Tâche à faire 1: Remplacez « Conseil constitutionnel » par « Conseil d'État » et recopiez le texte sur le DMP depuis « L'amendement présenté aujourd'hui » jusqu'à « est très discutable. » inclus.
Tâche à faire 2:
Répondez à ces questions sur le texte sur le DMP :
(a) À quelle date l'article de la loi de financement de la sécurité sociale pour 2007 a-t-il été censuré ?
(b) Que veut dire le sigle DELIS ?
(c) Par quels mots entre guillemets le communiqué de presse qualifie-t-il cette façon de faire ?
Tâche à faire 3: Poursuivez le texte sur le DMP à la suite de sa dernière phrase.

:: Extrait du texte

L'amendement présenté aujourd'hui par le Gouvernement est, comme le précédent, un « cavalier législatif », quel que soit, d'ailleurs, le véhicule emprunté : il s'agit non pas de « réglementer les professions de santé » mais de reprendre un article de la loi de financement de la sécurité sociale pour 2007 censuré le 14 décembre dernier par le Conseil constitutionnel et tendant à la mise en oeuvre du DMP, méthode dont la constitutionnalité est très discutable.
En remettant cette disposition à l'ordre du jour, vous avez en tout cas manqué l'occasion de revenir sur un mécanisme à haut risque pour les libertés individuelles, parce qu'il fait l'économie d'une réflexion sur les modalités pratiques. C'est faire preuve, pour reprendre les termes employés par la Ligue des droits de l'homme, la LDH, l'association AIDES de lutte contre le sida et le collectif DELIS, Droits et libertés face à l'informatisation de la société, dans un récent communiqué de presse, d'une « inquiétante désinvolture ».

::::
:: Données à analyser

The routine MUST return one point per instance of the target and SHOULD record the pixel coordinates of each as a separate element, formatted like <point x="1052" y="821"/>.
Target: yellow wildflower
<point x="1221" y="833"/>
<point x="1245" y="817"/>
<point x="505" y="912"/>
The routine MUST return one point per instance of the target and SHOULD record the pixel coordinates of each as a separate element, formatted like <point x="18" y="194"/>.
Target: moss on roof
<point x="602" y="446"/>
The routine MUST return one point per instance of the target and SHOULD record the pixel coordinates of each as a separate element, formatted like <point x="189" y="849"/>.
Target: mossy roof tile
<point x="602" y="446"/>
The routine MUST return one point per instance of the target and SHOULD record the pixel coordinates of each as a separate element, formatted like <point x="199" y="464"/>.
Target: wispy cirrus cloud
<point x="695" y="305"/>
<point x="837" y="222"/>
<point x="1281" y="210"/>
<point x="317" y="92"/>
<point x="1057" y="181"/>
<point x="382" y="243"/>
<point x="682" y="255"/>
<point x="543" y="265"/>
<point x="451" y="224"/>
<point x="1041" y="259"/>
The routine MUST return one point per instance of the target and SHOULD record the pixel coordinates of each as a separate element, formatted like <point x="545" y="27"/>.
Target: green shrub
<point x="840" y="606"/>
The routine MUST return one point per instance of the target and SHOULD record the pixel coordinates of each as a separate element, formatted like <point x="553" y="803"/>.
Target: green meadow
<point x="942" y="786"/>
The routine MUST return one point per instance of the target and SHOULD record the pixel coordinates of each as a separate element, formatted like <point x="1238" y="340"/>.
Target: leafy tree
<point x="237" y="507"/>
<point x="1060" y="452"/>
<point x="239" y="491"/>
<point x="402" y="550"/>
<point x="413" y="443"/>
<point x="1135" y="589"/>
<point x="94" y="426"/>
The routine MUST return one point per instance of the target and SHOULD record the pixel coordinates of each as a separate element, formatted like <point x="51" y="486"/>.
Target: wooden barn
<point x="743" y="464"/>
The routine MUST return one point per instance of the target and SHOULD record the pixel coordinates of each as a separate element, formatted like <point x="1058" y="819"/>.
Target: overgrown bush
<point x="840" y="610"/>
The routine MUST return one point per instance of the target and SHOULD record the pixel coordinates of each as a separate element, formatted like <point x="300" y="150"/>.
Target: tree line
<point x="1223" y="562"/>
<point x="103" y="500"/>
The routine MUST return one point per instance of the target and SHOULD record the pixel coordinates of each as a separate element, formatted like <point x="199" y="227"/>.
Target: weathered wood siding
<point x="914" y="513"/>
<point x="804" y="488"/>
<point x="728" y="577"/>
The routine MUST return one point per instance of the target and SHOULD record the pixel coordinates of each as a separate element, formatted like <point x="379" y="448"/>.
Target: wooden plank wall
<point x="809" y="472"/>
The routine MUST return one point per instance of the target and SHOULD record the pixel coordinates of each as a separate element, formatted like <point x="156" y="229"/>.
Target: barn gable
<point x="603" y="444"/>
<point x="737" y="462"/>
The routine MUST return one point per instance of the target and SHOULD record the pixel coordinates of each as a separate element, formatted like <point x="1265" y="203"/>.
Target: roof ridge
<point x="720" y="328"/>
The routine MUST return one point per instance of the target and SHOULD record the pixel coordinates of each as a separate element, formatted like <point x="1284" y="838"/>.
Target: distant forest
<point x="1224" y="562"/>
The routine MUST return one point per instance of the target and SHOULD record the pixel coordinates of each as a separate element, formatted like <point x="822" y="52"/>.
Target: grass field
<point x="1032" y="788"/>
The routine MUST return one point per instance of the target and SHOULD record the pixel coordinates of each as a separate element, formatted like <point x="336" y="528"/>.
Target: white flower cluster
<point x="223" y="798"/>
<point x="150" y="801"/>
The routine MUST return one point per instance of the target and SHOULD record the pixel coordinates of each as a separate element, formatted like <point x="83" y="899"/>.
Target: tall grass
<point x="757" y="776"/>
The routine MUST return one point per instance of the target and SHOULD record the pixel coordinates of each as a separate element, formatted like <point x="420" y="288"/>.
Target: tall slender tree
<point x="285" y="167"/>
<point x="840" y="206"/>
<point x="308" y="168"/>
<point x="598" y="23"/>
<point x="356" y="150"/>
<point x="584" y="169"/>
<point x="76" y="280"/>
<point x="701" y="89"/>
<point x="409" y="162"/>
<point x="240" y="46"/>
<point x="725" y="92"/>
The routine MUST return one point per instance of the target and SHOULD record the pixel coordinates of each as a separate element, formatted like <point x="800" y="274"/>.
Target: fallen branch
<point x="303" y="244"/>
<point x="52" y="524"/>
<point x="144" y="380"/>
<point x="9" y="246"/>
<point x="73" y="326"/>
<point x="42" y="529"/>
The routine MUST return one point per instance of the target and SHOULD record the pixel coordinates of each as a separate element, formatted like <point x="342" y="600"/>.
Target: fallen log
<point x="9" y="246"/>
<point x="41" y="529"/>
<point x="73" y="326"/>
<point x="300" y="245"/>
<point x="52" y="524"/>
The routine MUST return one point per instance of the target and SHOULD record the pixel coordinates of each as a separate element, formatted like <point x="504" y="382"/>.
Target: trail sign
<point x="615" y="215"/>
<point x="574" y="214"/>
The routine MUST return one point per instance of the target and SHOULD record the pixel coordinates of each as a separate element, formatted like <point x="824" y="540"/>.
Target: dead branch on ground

::::

Réponse écrite 1:
L'amendement présenté aujourd'hui par le Gouvernement est, comme le précédent, un « cavalier législatif », quel que soit, d'ailleurs, le véhicule emprunté : il s'agit non pas de « réglementer les professions de santé » mais de reprendre un article de la loi de financement de la sécurité sociale pour 2007 censuré le 14 décembre dernier par le Conseil d'État et tendant à la mise en oeuvre du DMP, méthode dont la constitutionnalité est très discutable.

Réponse écrite 2:
(a) Le 14 décembre dernier.
(b) Droits et libertés face à l'informatisation de la société.
(c) « inquiétante désinvolture »

Réponse écrite 3:
Tout d'abord, faire le choix du NIR, le numéro de sécurité sociale, comme identifiant unique est très préoccupant. On ne sait pas très bien le nombre de fichiers et d'applications qui utilisent ce numéro d'identification. Le Collectif interassociatif sur la santé, le CISS, a d'ailleurs demandé à la CNIL d'en faire l'inventaire. On sait en revanche qu'il est utilisé aujourd'hui non seulement pour la gestion des droits sociaux et des cotisations par les employeurs et la sécurité sociale mais aussi dans la sphère fiscale, permettant donc déjà des interconnexions douteuses.
La pétition « Pas touche à mon numéro de sécu ! » a recueilli, en quinze jours, près de 7 500 signatures. Les arguments tels que « c'est plus commode », « ça facilite la vie des gens », « ça optimise la gestion » ne convainquent donc pas les citoyens, car l'on constate que le passe-partout idéal peut justement tout laisser passer dans un domaine où le risque de porosité et d'interconnexions devrait tendre vers zéro.
J'en veux pour preuve les leçons que l'on peut tirer des expérimentations relatives au DMP.
Premièrement, elles ont pu montrer que l'inviolabilité des données est tributaire du niveau de sécurité des émetteurs - cabinets médicaux, hôpitaux. Or les contrôles effectués régulièrement par la CNIL dans les établissements hospitaliers ont montré de sérieux défauts de sécurisation de leur système informatique.
Deuxièmement, ces expérimentations relatives au DMP ont également montré que les hébergeurs eux-mêmes ne pouvaient garantir l'inviolabilité des données. On a appris récemment qu'une faille de sécurité majeure chez l'un des hébergeurs - Santénergie, pour ne pas le nommer - concernait plus d'un quart des dossiers !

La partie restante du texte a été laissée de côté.